Take the entries below and print all of them exactly, please.

---- Records for this exercise

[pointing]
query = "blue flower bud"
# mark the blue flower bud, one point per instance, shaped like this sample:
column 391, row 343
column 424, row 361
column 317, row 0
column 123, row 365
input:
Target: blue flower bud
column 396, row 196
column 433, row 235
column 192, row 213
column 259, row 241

--------

> _Worked answer_
[pointing]
query = "blue flower bud"
# mark the blue flower bud, one point per instance, shaped like this sample:
column 391, row 343
column 424, row 361
column 317, row 0
column 123, row 365
input:
Target: blue flower bud
column 396, row 196
column 433, row 235
column 192, row 213
column 259, row 241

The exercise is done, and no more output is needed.